↓↓↓

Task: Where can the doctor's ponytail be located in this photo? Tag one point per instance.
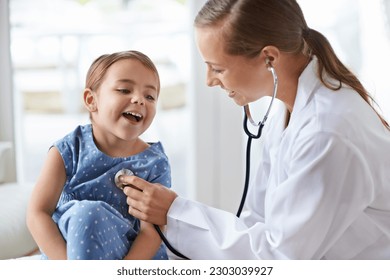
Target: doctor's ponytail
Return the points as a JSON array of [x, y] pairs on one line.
[[330, 65], [248, 26]]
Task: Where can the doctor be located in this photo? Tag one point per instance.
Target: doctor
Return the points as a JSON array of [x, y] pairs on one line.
[[322, 189]]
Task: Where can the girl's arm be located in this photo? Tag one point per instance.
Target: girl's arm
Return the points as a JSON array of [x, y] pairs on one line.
[[42, 205], [146, 244]]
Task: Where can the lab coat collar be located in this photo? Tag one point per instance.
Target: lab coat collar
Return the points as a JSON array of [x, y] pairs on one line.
[[308, 82]]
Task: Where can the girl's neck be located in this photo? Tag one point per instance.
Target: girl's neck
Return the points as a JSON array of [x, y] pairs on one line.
[[115, 147]]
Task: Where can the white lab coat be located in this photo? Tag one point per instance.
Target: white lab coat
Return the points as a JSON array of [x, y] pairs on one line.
[[321, 191]]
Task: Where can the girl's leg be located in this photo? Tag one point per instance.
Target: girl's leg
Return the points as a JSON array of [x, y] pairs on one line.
[[94, 230]]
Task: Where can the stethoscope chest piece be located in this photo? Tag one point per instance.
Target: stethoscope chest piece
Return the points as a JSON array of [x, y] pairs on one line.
[[123, 171]]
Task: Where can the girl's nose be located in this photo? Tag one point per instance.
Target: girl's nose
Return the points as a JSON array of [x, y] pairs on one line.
[[137, 99], [211, 80]]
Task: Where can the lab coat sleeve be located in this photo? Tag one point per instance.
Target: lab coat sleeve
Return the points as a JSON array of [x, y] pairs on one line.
[[325, 188], [202, 232]]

↑↑↑

Problem requirements:
From the material above, output every line exactly as written, dropping any picture.

Reply:
Task: Where can the doctor's ponytail be located in this photo? Tag one point per instance.
Target: doctor's ponytail
Return the points as a JSON array of [x, y] pairs on one line.
[[330, 65], [248, 26]]
Task: Where can the doctor be located in this photo? Tag one point per instance.
Target: doctor
Return the points as a JSON array of [x, y] pairs on one line.
[[322, 189]]
Task: Where can the girl's arm be located in this photo? Tag one point per instance.
Target: girl's arm
Return the points as a JSON array of [x, y] pairs on one line.
[[42, 205], [146, 244]]
Task: Where can the lab coat collar be located in this photo? Tag one point per instance.
Target: lab coat collar
Return the points as a JSON array of [x, y] pairs on one line.
[[308, 82]]
Task: Where can the girl's neck be located in this photo? Tag one point per instance.
Target: girl's neck
Return the points as a JSON array of [x, y] pairs on one line.
[[115, 147]]
Task: Where can the white lab coat be located in this photo? Tag one point per instance.
Target: white lab coat
Return the points as a JSON array of [x, y] pairs on one line.
[[321, 191]]
Task: Where can the girl's leg be located in this photo? Tag one point per instance.
Target: girl's leg
Return the points as a JSON array of [x, y] pairs on one line.
[[94, 230]]
Task: Where can the stethoscope chest piece be located in this photo? Tag one point per instance.
Target: stethoscope chest piece
Return the points as a JSON array of [x, y] pairs on one line.
[[123, 171]]
Task: Where can the girl's nose be located in this photo? Tag one point per instance.
Target: girl's nose
Return the points as a JSON array of [x, y] pairs on one line.
[[137, 99], [211, 80]]
Task: Where can the lab coat sleeve be located in this photo? Tag one point per instance.
Target: lab coat sleeve
Return the points as a JSON array of [x, y] pairs on one line.
[[325, 188], [202, 232]]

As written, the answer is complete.